Retype the data below without changes, starting at the line that contains "Question. Point out every instance of the tire" and continuing through the final line of the data.

★ ★ ★ ★

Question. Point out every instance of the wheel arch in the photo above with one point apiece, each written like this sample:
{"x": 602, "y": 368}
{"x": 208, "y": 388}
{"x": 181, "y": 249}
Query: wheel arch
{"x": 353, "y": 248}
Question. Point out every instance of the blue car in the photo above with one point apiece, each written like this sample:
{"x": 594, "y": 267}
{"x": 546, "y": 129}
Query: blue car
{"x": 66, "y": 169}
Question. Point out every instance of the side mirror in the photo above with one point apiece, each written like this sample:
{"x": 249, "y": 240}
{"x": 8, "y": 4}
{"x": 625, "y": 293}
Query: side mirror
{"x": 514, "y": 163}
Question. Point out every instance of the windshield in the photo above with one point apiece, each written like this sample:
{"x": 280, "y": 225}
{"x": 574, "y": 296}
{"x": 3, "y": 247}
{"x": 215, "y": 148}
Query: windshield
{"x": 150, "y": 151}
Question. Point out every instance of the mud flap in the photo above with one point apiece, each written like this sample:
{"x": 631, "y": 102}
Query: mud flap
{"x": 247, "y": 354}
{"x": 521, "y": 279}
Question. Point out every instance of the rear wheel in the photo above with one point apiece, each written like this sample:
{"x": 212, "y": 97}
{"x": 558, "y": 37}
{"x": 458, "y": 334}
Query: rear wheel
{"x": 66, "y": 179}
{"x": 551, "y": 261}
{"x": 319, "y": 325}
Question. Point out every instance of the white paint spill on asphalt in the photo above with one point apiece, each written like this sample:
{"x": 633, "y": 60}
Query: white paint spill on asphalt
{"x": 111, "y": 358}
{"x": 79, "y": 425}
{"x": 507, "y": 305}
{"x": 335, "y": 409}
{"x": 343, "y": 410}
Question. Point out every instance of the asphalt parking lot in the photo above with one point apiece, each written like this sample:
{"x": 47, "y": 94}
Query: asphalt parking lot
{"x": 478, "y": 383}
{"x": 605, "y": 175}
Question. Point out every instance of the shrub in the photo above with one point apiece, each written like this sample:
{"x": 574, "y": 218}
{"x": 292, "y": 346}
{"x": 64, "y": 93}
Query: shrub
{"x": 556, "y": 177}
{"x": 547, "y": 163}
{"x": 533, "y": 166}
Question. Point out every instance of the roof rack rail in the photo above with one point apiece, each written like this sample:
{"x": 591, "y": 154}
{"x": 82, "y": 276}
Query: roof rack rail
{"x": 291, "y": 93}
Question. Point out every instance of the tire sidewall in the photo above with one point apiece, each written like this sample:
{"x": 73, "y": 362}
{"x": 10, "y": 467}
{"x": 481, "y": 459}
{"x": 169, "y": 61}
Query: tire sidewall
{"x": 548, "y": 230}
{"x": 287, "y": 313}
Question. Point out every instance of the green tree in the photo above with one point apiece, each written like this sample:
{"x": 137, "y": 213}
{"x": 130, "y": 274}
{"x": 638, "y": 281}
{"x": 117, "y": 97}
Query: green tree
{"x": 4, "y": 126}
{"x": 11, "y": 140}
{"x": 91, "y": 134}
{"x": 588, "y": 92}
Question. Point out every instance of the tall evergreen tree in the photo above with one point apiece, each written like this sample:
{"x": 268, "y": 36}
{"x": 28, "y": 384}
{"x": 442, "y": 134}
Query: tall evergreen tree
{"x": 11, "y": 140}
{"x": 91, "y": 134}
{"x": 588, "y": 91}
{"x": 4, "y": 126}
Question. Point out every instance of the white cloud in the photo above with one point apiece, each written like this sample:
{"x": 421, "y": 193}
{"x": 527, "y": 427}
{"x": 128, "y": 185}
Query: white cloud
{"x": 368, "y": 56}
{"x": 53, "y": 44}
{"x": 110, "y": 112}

★ ★ ★ ★

§ The answer
Question. Point out every instance of the tire sidewall in the photo above with one point apiece, each written like this sample:
{"x": 73, "y": 362}
{"x": 10, "y": 467}
{"x": 481, "y": 459}
{"x": 169, "y": 61}
Query: tire sidewall
{"x": 548, "y": 230}
{"x": 287, "y": 313}
Question. Point out every instance of the green tree in the photo above with one point apiece, each written like this sample:
{"x": 137, "y": 213}
{"x": 130, "y": 274}
{"x": 638, "y": 281}
{"x": 117, "y": 97}
Query: green tree
{"x": 4, "y": 126}
{"x": 11, "y": 140}
{"x": 91, "y": 134}
{"x": 588, "y": 92}
Question. Point out every instance of the tall evergreen tree in the photo above with one point apiece, each written like this sample:
{"x": 268, "y": 36}
{"x": 28, "y": 384}
{"x": 442, "y": 134}
Query: tall evergreen tree
{"x": 11, "y": 140}
{"x": 91, "y": 134}
{"x": 588, "y": 91}
{"x": 4, "y": 126}
Question. Point out every instance of the white cloud in the photo above with one point apiece, each written like this sample:
{"x": 421, "y": 193}
{"x": 527, "y": 427}
{"x": 128, "y": 185}
Query: white cloud
{"x": 368, "y": 56}
{"x": 53, "y": 44}
{"x": 110, "y": 112}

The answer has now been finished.